Spatial annotation rows
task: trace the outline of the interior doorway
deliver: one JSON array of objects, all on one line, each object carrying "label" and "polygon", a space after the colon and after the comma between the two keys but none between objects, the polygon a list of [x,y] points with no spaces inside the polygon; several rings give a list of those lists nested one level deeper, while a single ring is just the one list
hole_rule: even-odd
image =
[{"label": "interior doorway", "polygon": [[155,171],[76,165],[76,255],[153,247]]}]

▸ **Instruction**: Copy every row above verbatim, changing no character, spacing, or line break.

▸ **Expected answer**:
task: trace the outline of the interior doorway
deliver: one JSON array of objects, all on one line, each object carrying "label" and "polygon", a space after the colon and after the comma between the two keys but none between objects, the polygon a list of [x,y] points with no spaces inside the polygon; several rings give a list of those lists nested one level deeper, while a single ring is just the one list
hole_rule: even-odd
image =
[{"label": "interior doorway", "polygon": [[155,171],[76,165],[76,255],[153,247]]}]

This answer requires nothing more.